#### AUSZUG
Im Appellationsverfahren verlangte die Ehefrau einen monatlichen
Unterhaltsbeitrag von Fr. 1'225.--, während der Ehemann das Begehren stellte,
es sei von der Festsetzung nachehelichen Unterhaltes abzusehen. Mit Urteil vom
23. März 2009 bestätigte das Obergericht des Kantons Appenzell Ausserrhoden den
nachehelichen Unterhalt von Fr. 800.-- bis Juli 2018.

C.
Gegen dieses Urteil hat X.________ am 14. September 2009 eine Beschwerde in
Zivilsachen eingereicht mit den Begehren um dessen Aufhebung und Abweisung des
Begehrens um nachehelichen Unterhalt. Es wurden keine Vernehmlassungen
eingeholt.

Erwägungen:

1.
Angefochten sind die Fr. 30'000.-- übersteigenden vermögensrechtlichen Folgen
eines kantonal letztinstanzlichen Ehescheidungsurteils; auf die Beschwerde ist
somit einzutreten (Art. 72 Abs. 1, Art. 74 Abs. 1 lit. b, Art. 75 Abs. 1 und
Art. 90 BGG).

#### INHALT DES DATENSATZES
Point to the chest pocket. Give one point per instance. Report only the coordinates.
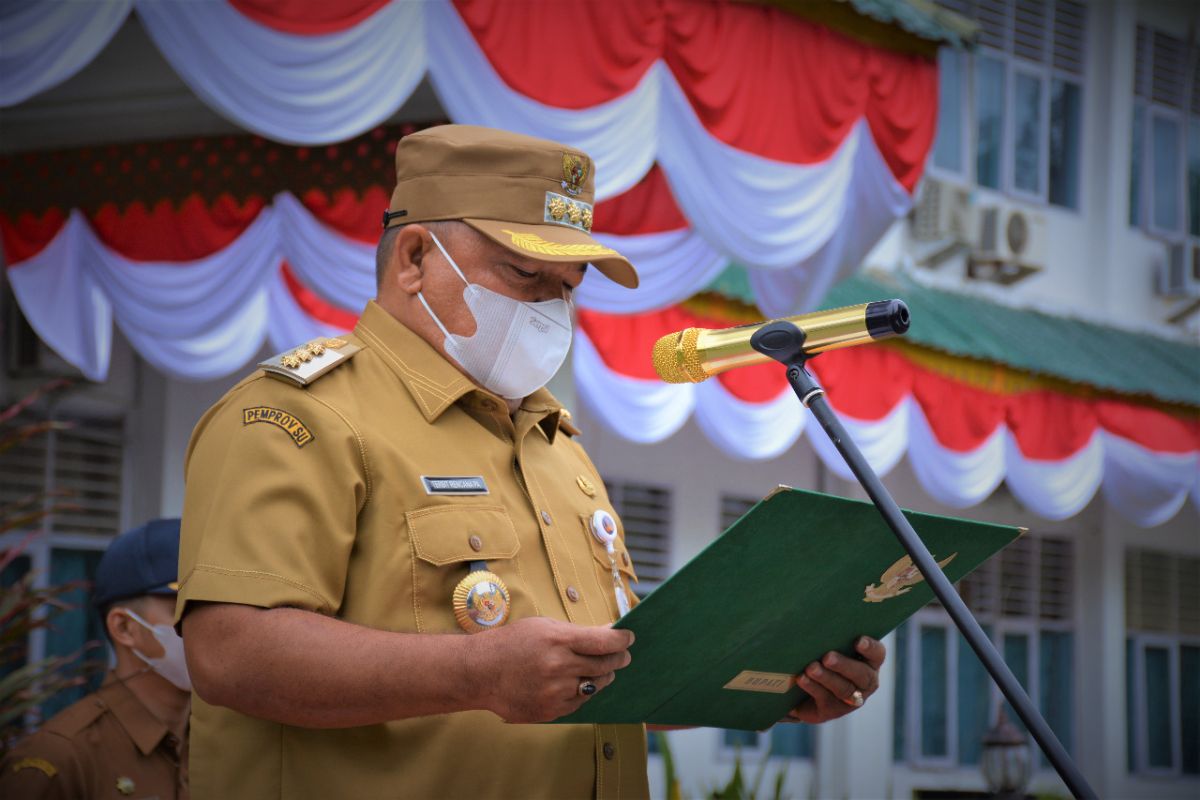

#### AUFGABENSTELLUNG
Welchen Unterhalt bestätigte das Obergericht des Kantons Appenzell Ausserrhoden laut dem Urteilsauszug, und bis wann gilt er?

#### LÖSUNG
Es bestätigte einen nachehelichen Unterhalt von Fr. 800.-- bis Juli 2018.